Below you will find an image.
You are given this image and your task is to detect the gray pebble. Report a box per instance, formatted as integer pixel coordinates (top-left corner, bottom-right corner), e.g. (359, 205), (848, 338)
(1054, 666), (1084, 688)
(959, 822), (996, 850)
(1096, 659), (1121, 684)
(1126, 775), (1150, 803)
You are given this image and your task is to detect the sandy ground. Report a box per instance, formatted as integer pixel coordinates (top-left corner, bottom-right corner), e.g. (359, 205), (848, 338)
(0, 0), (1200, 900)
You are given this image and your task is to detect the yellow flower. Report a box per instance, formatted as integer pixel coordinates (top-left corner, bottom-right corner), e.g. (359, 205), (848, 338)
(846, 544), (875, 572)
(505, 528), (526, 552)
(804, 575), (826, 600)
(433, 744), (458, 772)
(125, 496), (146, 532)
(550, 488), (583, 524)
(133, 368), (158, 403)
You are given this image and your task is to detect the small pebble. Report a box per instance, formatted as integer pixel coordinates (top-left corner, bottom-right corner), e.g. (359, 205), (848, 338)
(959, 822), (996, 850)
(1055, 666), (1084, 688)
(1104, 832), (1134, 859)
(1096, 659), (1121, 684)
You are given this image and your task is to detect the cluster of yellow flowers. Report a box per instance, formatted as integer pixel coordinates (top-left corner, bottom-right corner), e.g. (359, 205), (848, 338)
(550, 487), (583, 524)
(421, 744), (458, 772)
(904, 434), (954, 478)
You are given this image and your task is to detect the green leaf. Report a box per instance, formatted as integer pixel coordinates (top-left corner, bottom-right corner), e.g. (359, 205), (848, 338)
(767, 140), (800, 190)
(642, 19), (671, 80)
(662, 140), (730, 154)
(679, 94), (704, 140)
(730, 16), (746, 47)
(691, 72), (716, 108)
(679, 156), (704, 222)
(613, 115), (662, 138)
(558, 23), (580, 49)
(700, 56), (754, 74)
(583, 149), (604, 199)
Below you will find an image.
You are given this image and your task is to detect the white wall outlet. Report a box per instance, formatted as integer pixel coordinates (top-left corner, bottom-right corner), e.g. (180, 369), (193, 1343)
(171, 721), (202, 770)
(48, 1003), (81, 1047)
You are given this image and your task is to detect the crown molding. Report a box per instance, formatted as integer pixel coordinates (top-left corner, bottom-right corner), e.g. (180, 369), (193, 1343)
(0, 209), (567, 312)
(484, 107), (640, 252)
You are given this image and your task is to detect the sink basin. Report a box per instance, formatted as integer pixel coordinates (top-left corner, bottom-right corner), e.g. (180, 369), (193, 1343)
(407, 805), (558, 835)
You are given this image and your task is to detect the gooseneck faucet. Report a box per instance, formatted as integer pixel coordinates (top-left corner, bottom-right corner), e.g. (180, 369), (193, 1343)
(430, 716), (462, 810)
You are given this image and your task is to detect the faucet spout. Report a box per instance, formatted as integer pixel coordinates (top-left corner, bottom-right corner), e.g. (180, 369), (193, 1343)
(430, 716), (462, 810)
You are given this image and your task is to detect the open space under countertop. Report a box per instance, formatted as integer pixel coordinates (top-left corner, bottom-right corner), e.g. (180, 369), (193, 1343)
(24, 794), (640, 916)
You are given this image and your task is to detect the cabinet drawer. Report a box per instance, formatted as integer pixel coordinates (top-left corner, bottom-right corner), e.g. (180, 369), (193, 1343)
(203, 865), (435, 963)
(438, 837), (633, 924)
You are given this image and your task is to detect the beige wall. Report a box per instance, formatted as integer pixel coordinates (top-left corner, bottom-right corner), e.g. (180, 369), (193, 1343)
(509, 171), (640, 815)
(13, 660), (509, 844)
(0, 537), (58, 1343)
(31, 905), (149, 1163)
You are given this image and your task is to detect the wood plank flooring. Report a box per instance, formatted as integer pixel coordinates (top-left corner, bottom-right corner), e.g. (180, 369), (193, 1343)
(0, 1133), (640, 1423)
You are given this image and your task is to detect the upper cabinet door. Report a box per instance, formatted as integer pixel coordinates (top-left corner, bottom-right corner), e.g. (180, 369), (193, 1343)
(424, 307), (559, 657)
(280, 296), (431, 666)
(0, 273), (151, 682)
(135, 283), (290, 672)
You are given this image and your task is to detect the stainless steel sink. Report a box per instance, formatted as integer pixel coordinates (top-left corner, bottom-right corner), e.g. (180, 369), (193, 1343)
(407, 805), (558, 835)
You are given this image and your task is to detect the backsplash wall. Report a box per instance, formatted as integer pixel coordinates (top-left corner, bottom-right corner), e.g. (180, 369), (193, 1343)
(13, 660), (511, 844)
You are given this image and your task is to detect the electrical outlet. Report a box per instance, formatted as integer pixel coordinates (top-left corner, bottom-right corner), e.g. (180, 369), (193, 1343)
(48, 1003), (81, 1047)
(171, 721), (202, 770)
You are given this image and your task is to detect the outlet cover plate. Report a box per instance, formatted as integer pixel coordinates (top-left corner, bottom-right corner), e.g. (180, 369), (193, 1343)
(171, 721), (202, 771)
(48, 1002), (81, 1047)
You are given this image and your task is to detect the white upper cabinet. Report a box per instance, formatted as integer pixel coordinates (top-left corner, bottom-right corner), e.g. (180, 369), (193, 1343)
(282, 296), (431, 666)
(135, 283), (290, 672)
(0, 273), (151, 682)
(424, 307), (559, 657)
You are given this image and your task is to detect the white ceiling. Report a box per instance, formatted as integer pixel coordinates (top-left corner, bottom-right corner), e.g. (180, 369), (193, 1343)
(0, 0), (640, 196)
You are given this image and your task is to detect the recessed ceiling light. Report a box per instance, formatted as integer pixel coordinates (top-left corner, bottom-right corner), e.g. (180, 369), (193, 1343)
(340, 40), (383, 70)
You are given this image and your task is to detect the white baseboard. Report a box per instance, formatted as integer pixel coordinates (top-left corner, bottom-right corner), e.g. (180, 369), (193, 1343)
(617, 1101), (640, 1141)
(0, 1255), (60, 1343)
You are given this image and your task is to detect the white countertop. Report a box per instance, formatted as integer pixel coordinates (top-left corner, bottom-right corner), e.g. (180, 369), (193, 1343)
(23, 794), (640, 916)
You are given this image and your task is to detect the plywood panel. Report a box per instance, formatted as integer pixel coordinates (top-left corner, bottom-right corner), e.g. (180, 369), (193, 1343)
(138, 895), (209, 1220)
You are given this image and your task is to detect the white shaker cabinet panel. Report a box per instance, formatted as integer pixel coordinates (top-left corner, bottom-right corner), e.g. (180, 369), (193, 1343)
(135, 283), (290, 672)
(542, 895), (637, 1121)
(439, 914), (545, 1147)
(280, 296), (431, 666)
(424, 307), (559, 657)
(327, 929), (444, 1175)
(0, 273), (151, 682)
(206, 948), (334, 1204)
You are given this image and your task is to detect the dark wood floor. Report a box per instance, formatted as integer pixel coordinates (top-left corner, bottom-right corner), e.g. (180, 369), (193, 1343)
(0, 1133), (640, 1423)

TASK REQUIREMENTS
Rewrite the lines above as a JSON list of strings, one string per line, leaving out any blank lines.

ANSWER TO THE TASK
[
  "Below you will find an image.",
  "You are given this image and your task is to detect the gray pebble. Report a box per instance, formatted as integer pixel coordinates (top-left corner, bottom-right corner), e.g. (359, 205), (848, 338)",
  "(1054, 666), (1084, 688)",
  "(959, 822), (996, 850)",
  "(1096, 659), (1121, 684)",
  "(1126, 775), (1150, 803)",
  "You are given this image and your task is to detect the sandy ground. Report a box per instance, formatted as integer pixel coordinates (top-left corner, bottom-right corner), e.g. (359, 205), (848, 338)",
  "(0, 0), (1200, 900)",
  "You are given this image and your task is to detect the yellow flower. Report a box per instance, formatted as integer pixel coordinates (top-left corner, bottom-right corner), e.g. (359, 205), (848, 338)",
  "(846, 544), (875, 572)",
  "(505, 528), (526, 552)",
  "(804, 575), (826, 600)",
  "(433, 744), (458, 772)",
  "(125, 496), (146, 532)",
  "(550, 488), (583, 524)",
  "(133, 368), (158, 403)",
  "You are given this image and your task is to detect the small pebble. Report a box per instance, formatted as integer pixel coordinates (top-left corner, bottom-right corner), e.g. (359, 205), (848, 338)",
  "(959, 822), (996, 850)",
  "(1055, 666), (1084, 688)",
  "(1104, 832), (1134, 859)",
  "(1096, 659), (1121, 684)",
  "You are given this image and your task is to detect the cluster of yellow flowers. Report a box per instance, formatted as integer pixel coordinates (top-left corner, bottom-right corner), e.g. (359, 205), (848, 338)",
  "(550, 487), (583, 524)",
  "(421, 744), (458, 772)",
  "(904, 434), (954, 478)",
  "You are given this image and your task is to detect the green leaf. Report a box per instance, formatted as integer pixel coordinates (top-left corner, bottom-right corner), e.g. (359, 205), (848, 338)",
  "(767, 140), (800, 190)",
  "(642, 19), (671, 80)",
  "(662, 140), (730, 154)",
  "(679, 94), (704, 140)",
  "(730, 16), (746, 47)",
  "(691, 72), (716, 108)",
  "(679, 156), (704, 222)",
  "(613, 115), (662, 138)",
  "(558, 23), (580, 49)",
  "(700, 56), (754, 74)",
  "(583, 149), (604, 199)",
  "Below you will find an image.",
  "You are given this image and your task is to detect the white wall outlet. Report a box per instance, formatted as integer pixel coordinates (top-left corner, bottom-right corner), e.g. (180, 369), (193, 1343)",
  "(171, 721), (202, 770)",
  "(48, 1003), (81, 1047)",
  "You are given this image and your task is to detect the crown molding. Report a box per instance, formatted as integer pixel coordinates (top-left corner, bottom-right corner), e.g. (180, 369), (193, 1343)",
  "(0, 209), (567, 312)",
  "(484, 107), (640, 252)",
  "You are given this image and your task is to detect the sink basin. Report a box per instance, formatted as integer pixel coordinates (top-left corner, bottom-right corner), e.g. (180, 369), (193, 1343)",
  "(407, 805), (558, 835)",
  "You are given this image and your task is to detect the gooseneck faucet. Report a box per instance, formatted as integer pixel coordinates (top-left corner, bottom-right corner), e.g. (180, 369), (193, 1343)",
  "(430, 716), (462, 810)",
  "You are given this image and your task is to detect the faucet spout. Report a box per instance, formatted as integer pixel coordinates (top-left corner, bottom-right corner), e.g. (180, 369), (193, 1343)",
  "(430, 716), (462, 810)",
  "You are given this image and your task is to detect the open space under countertop. Report a box per instance, formatted as integer pixel coordinates (top-left corner, bottom-right corner), e.g. (180, 369), (193, 1343)",
  "(24, 794), (640, 916)",
  "You are given this image and your task is to detect the cabinet drawer. Report a box per instance, formatted as integer pixel coordinates (top-left corner, bottom-right corner), e.g. (180, 369), (193, 1343)",
  "(203, 865), (435, 963)",
  "(438, 837), (633, 924)",
  "You are given this image and your task is to detect the beige wall. Report a box per instance, formatted as integer pixel coordinates (top-left corner, bottom-right corner), e.g. (180, 369), (193, 1343)",
  "(509, 171), (640, 815)",
  "(13, 660), (509, 844)",
  "(0, 537), (58, 1343)",
  "(31, 905), (149, 1163)",
  "You are given this image and your task is to detect the wood plank flooring. Report a box per instance, formatted as integer pixel coordinates (top-left corner, bottom-right corner), e.g. (180, 369), (193, 1343)",
  "(0, 1133), (640, 1423)",
  "You are given this image and your task is to detect the upper cabinet door. Report a box per instance, formatted as integer pixel coordinates (top-left corner, bottom-right corner), e.g. (180, 369), (193, 1343)",
  "(424, 307), (559, 657)",
  "(280, 296), (431, 666)",
  "(0, 273), (151, 682)",
  "(135, 283), (290, 672)",
  "You are given this image and your task is to detect the stainless steel sink. Report a box per instance, formatted as integer pixel coordinates (top-left corner, bottom-right corner), e.g. (180, 369), (193, 1343)",
  "(407, 805), (558, 835)",
  "You are given this image and your task is to detect the backsplash wall. Report a box per instance, formatted as integer pixel coordinates (top-left corner, bottom-right corner), e.g. (180, 369), (193, 1343)",
  "(13, 660), (511, 844)",
  "You are given this image and your task is to detect the electrical outlet. Report a box per instance, formatted as integer pixel coordinates (top-left corner, bottom-right corner), e.g. (180, 369), (193, 1343)",
  "(48, 1003), (81, 1047)",
  "(171, 721), (202, 770)",
  "You are given this image and your task is to detect the outlet cover plate. Report a box per instance, formatted as integer pixel coordinates (top-left corner, bottom-right corner), e.g. (180, 369), (193, 1343)",
  "(171, 721), (202, 771)",
  "(48, 1002), (81, 1047)",
  "You are given this image and your task is to detect the white upper cabinet. Report a box per instance, formatted as integer pixel coordinates (top-left corner, bottom-right corner), e.g. (180, 369), (193, 1343)",
  "(282, 296), (431, 666)",
  "(135, 283), (290, 672)",
  "(0, 273), (151, 682)",
  "(424, 307), (559, 657)",
  "You are given this image and your task is to detect the white ceiling. Report a box per instance, formatted as integer pixel coordinates (top-left corner, bottom-right corner), e.g. (180, 369), (193, 1343)",
  "(0, 0), (640, 196)",
  "You are given this image and your task is to detect the recessed ceiling light. Report a box per instance, formatted as integer pixel coordinates (top-left corner, bottom-right corner), e.g. (180, 369), (193, 1343)",
  "(340, 40), (383, 70)",
  "You are given this image and your task is to detect the white baseboard. Report a box per instance, formatted as integer pixel coordinates (top-left corner, bottom-right corner), e.g. (180, 369), (193, 1343)",
  "(617, 1101), (640, 1141)",
  "(0, 1255), (60, 1343)",
  "You are given this image and your task is to detect the white countertop. Report a box per instance, formatted as integer pixel coordinates (top-left corner, bottom-right corner), e.g. (180, 369), (193, 1343)",
  "(23, 794), (640, 916)",
  "You are given this image and your task is to detect the plywood panel. Report a box per instance, formatted as integer pixel coordinates (top-left corner, bottom-right corner), e.g. (180, 369), (193, 1343)",
  "(138, 895), (209, 1220)",
  "You are given this image and your task is to detect the white shaker cabinet panel. Report a box per instance, formatted as integer pixel coordinates (top-left corner, bottom-right corner), e.g. (180, 369), (193, 1343)",
  "(135, 283), (290, 672)",
  "(542, 895), (637, 1121)",
  "(439, 914), (545, 1147)",
  "(280, 296), (431, 666)",
  "(424, 307), (559, 657)",
  "(327, 929), (444, 1175)",
  "(0, 273), (151, 682)",
  "(206, 948), (334, 1204)",
  "You are given this image and your task is to detect the dark wood floor. Report a box per instance, formatted as integer pixel coordinates (top-left corner, bottom-right corner), e.g. (180, 369), (193, 1343)",
  "(0, 1133), (640, 1423)"
]